▸ **Запросы**
- A) Перепишите текстовый фрагмент, начиная со слов «Как бы то ни» и заканчивая словами «порой равняется пяти.», подставив «подозреваемый» вместо «Мюрат».
- B) Покажите все строки листинга, где встречается слово «each», скопировав их целиком.

======== Текстовый фрагмент

Оба офицера открыто говорили и о Роберте Мюрате, который продолжал оставаться arguido, и по капле выдавали нам «свидетельства», указывающие на то, что он имеет отношение к исчезновению Мадлен. Впрочем, очевидно, этого было недостаточно для того, чтобы его арестовать и предъявить ему обвинение. В некотором смысле я даже жалею о том, что они так поступали, поскольку все это влияло на мое суждение о Мюрате. Например, они рассказали нам о газетной вырезке, изъятой в его доме при обыске. Это была статья под названием «Заприте дочерей дома», в которой утверждалось, что Казанова был педофилом. Нас это известие повергло в ужас. В те дни мы боялись всего и видели самое страшное в том, что могло иметь вполне безобидное объяснение, что, однако же, неудивительно.
Как бы то ни было, из рассказов полицейских не следовало, что именно Мюрат похитил Мадлен или что он был каким-то образом причастен к ее похищению. Мы не могли сложить в единую картину обрывки информации, которой снабжали нас Невес и Энкарнасан. По-видимому, больше они рассказать не могли. Конечно, если отвлечься от обстоятельств, из услышанного от них можно было сделать вывод, что Мюрат все же в какой-то мере причастен к событиям 3 мая, и мы долгое время не знали, что и думать. Столкнувшись с весьма своеобразной спецификой работы португальской полиции, мы вскоре поняли, что у них дважды два порой равняется пяти.
Внимательнейшим образом изучив результаты работы судебной полиции после того, как они стали доступны широкой публике в 2008-м, я не обнаружила ничего, что обличало бы Мюрата. Совершенно ясно, что у полиции ничего не было против него. Через какое-то время с него сняли статус arguido и никаких обвинений ему так и не выдвинули. Все собранные улики были косвенными. Несколько свидетелей, включая Фиону, Рассела и Рейчел, утверждали, что видели Мюрата недалеко от нашего номера в ночь исчезновения Мадлен, но он всегда категорически это отрицал, и его мать подтвердила, что он весь вечер не выходил из дома.

================
======== Данные для задания

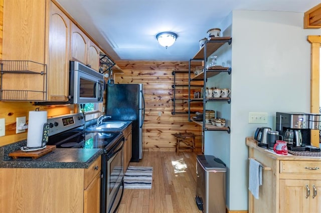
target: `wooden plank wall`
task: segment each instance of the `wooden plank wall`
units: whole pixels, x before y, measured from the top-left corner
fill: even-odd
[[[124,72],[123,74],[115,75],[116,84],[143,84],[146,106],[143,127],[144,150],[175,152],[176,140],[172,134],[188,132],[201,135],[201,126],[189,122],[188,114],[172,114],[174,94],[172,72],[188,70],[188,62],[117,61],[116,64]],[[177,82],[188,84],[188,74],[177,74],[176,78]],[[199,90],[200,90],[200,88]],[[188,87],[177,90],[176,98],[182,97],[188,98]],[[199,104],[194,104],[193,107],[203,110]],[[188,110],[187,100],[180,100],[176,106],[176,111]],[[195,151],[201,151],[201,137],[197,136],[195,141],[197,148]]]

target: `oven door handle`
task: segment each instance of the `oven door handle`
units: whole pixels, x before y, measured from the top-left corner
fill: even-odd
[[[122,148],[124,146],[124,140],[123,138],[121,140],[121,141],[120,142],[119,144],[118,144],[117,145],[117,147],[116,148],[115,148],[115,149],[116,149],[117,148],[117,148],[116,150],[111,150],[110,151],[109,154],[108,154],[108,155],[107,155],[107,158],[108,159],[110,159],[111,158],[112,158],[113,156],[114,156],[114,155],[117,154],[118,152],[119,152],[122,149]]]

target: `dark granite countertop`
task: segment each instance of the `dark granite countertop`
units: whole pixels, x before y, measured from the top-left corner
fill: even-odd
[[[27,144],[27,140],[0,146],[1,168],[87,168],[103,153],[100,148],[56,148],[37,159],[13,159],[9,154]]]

================
======== Данные для задания

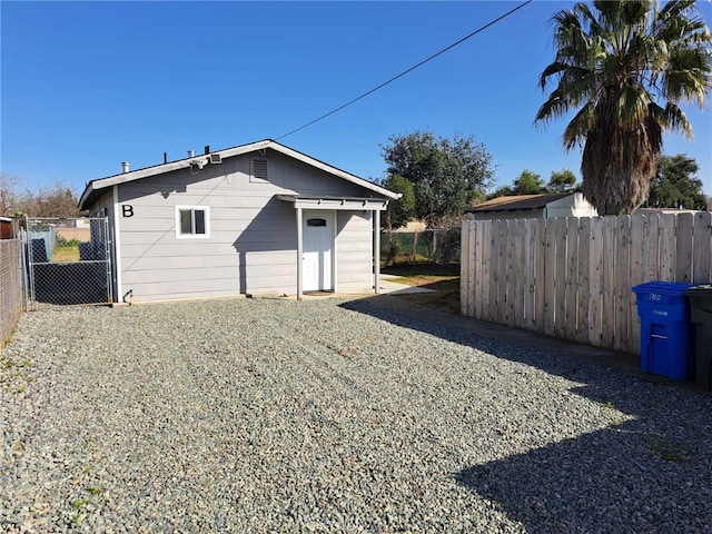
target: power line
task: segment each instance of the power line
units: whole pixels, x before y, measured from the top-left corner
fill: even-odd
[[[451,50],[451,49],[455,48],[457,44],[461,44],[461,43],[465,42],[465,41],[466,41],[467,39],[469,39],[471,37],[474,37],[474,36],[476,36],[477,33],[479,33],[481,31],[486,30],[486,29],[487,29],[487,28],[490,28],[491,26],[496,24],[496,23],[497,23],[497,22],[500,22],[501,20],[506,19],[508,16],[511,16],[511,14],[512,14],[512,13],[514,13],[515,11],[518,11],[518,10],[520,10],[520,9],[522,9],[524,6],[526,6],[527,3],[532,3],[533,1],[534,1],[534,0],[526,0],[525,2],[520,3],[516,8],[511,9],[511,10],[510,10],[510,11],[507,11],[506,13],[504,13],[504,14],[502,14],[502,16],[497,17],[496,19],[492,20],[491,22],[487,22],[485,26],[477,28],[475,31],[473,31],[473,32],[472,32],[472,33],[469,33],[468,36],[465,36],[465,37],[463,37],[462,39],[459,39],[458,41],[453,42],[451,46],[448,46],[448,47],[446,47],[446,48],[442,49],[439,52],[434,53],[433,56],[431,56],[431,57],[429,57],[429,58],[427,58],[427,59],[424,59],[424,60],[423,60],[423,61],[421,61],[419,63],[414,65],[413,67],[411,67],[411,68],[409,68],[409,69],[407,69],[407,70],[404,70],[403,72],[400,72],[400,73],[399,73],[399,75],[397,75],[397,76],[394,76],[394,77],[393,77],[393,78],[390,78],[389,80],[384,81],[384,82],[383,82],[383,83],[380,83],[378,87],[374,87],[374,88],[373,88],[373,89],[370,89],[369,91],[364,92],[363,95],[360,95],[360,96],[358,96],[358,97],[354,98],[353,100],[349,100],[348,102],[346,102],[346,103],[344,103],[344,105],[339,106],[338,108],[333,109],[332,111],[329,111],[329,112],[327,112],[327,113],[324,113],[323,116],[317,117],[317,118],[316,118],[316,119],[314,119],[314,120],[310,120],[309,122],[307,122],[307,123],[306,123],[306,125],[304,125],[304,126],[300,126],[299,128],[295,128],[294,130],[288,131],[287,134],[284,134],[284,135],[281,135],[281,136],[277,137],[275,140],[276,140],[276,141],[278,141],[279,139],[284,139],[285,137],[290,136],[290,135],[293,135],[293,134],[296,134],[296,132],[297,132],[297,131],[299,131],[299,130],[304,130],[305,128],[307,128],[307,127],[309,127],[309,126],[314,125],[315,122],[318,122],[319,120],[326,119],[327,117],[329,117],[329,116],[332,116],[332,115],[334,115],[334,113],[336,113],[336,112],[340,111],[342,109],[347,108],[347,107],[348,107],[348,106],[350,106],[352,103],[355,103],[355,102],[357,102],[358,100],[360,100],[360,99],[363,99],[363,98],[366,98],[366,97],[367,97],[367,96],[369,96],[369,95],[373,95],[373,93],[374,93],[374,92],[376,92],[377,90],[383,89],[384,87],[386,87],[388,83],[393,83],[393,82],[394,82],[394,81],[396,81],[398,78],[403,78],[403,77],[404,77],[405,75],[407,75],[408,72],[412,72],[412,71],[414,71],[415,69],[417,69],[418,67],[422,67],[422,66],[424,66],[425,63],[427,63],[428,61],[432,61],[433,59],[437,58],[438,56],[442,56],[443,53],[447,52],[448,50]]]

================

▸ **Ответы к заданиям**
- A)
Как бы то ни было, из рассказов полицейских не следовало, что именно подозреваемый похитил Мадлен или что он был каким-то образом причастен к ее похищению. Мы не могли сложить в единую картину обрывки информации, которой снабжали нас Невес и Энкарнасан. По-видимому, больше они рассказать не могли. Конечно, если отвлечься от обстоятельств, из услышанного от них можно было сделать вывод, что подозреваемый все же в какой-то мере причастен к событиям 3 мая, и мы долгое время не знали, что и думать. Столкнувшись с весьма своеобразной спецификой работы португальской полиции, мы вскоре поняли, что у них дважды два порой равняется пяти.

- B)
task: segment each instance of the `wooden plank wall`
task: segment each instance of the `oven door handle`
task: segment each instance of the `dark granite countertop`
task: segment each instance of the power line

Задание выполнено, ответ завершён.